==== RECORDS
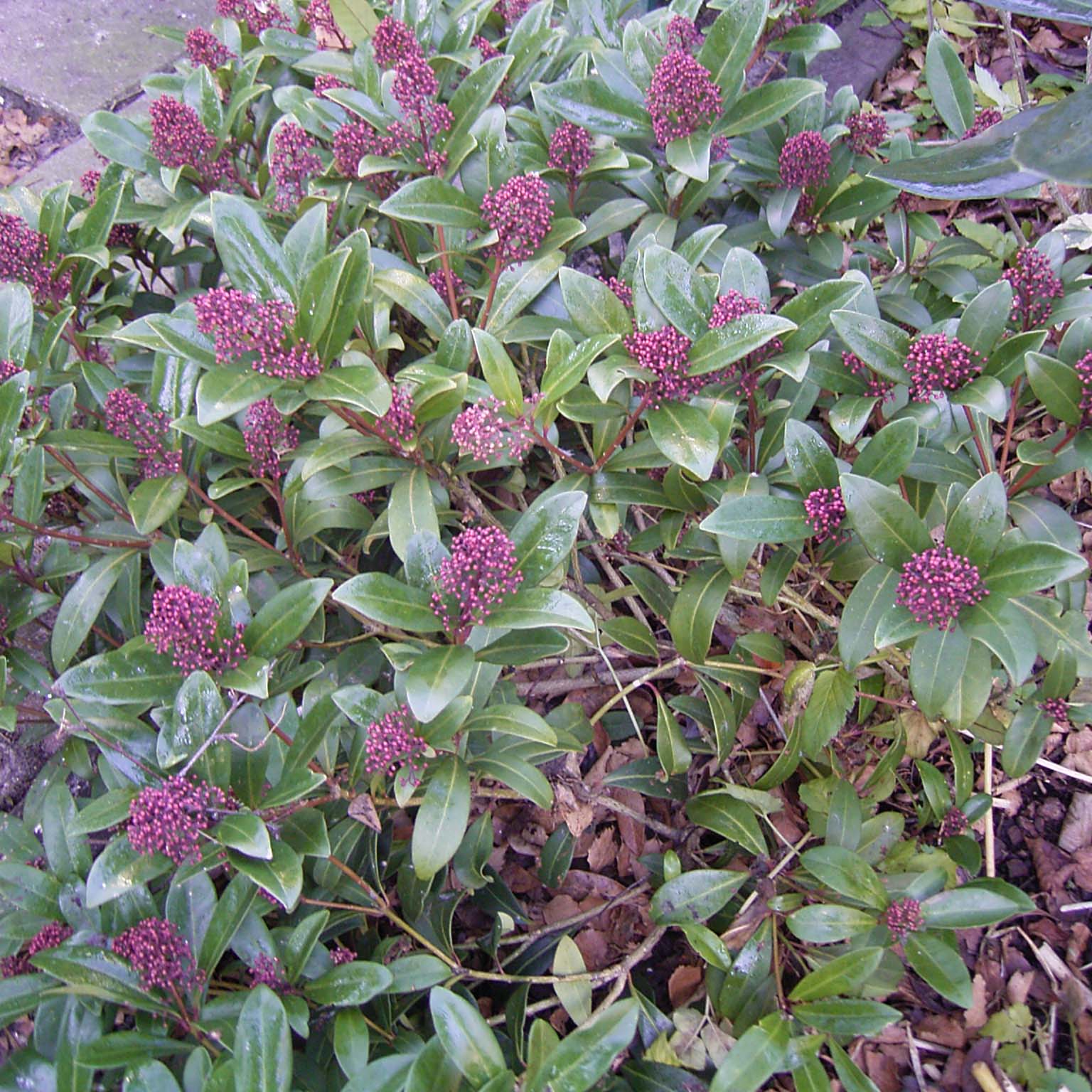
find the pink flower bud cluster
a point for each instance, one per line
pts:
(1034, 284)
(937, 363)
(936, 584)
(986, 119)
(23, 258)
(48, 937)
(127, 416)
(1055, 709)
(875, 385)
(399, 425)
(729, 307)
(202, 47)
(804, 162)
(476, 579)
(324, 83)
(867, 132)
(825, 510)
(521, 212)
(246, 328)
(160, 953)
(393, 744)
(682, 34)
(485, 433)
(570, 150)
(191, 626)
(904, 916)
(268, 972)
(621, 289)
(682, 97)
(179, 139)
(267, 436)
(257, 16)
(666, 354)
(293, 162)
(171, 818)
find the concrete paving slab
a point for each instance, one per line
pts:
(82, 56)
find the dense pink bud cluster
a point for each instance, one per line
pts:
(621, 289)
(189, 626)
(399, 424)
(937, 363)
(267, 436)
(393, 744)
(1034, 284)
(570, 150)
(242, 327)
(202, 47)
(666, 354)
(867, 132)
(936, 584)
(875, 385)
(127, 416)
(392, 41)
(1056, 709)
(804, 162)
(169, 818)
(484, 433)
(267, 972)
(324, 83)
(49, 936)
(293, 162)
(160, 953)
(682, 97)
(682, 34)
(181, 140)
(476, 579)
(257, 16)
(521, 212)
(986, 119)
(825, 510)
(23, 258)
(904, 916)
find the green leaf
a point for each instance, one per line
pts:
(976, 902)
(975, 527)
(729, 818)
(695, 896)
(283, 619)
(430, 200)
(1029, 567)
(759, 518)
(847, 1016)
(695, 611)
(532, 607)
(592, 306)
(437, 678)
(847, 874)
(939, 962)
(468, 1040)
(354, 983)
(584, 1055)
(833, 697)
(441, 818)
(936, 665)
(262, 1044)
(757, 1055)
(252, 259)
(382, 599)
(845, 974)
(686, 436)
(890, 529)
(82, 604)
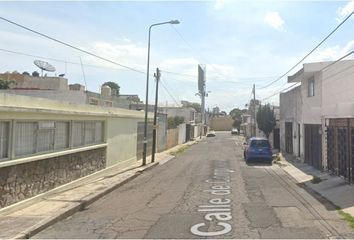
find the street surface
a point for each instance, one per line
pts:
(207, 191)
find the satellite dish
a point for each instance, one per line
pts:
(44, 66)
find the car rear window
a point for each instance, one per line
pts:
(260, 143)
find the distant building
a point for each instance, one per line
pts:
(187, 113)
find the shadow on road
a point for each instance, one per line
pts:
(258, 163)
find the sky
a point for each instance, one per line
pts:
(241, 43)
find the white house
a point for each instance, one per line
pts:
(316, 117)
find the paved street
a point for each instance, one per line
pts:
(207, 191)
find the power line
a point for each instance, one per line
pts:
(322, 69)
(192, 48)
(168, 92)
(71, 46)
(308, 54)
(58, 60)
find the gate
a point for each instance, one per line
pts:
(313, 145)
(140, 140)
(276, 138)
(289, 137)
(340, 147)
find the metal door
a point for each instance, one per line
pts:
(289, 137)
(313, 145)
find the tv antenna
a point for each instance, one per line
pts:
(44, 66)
========
TO DO: Without any pictures, output exactly the lines from the start of the material through the line that contains "find the car rear window", and only those.

PROBLEM SOLUTION:
find the pink flower bud cluster
a point for each instance, one per line
pts:
(1034, 284)
(937, 363)
(936, 584)
(986, 119)
(23, 258)
(48, 937)
(127, 416)
(1055, 709)
(875, 385)
(399, 425)
(729, 307)
(202, 47)
(804, 162)
(476, 579)
(324, 83)
(867, 132)
(825, 510)
(521, 212)
(246, 328)
(160, 953)
(393, 744)
(682, 34)
(485, 433)
(570, 150)
(191, 626)
(904, 916)
(268, 972)
(621, 289)
(682, 97)
(179, 139)
(267, 436)
(257, 16)
(666, 354)
(293, 162)
(171, 818)
find the concrete paving slab
a point for each instance, one per line
pts:
(82, 56)
find the dense pink bud cluster
a point for each instance, one per line
pts:
(621, 289)
(189, 626)
(399, 424)
(937, 363)
(267, 436)
(393, 744)
(1034, 284)
(570, 150)
(242, 327)
(202, 47)
(666, 354)
(867, 132)
(936, 584)
(875, 385)
(127, 416)
(392, 41)
(1056, 709)
(804, 162)
(169, 818)
(484, 433)
(267, 972)
(324, 83)
(49, 936)
(293, 162)
(160, 953)
(682, 97)
(682, 34)
(181, 140)
(476, 579)
(257, 16)
(521, 212)
(986, 119)
(825, 510)
(23, 258)
(904, 916)
find the green leaf
a point for each instance, one per line
pts:
(976, 902)
(975, 527)
(729, 818)
(695, 896)
(283, 619)
(430, 200)
(1029, 567)
(759, 518)
(847, 1016)
(695, 611)
(532, 607)
(592, 306)
(437, 678)
(847, 874)
(939, 962)
(468, 1040)
(354, 983)
(584, 1055)
(833, 697)
(441, 818)
(936, 665)
(262, 1044)
(757, 1055)
(252, 259)
(382, 599)
(845, 974)
(686, 436)
(890, 529)
(82, 604)
find the street surface
a point for each instance, one per line
pts:
(207, 191)
find the satellite dish
a point for each instance, one per line
pts:
(44, 66)
find the car rear window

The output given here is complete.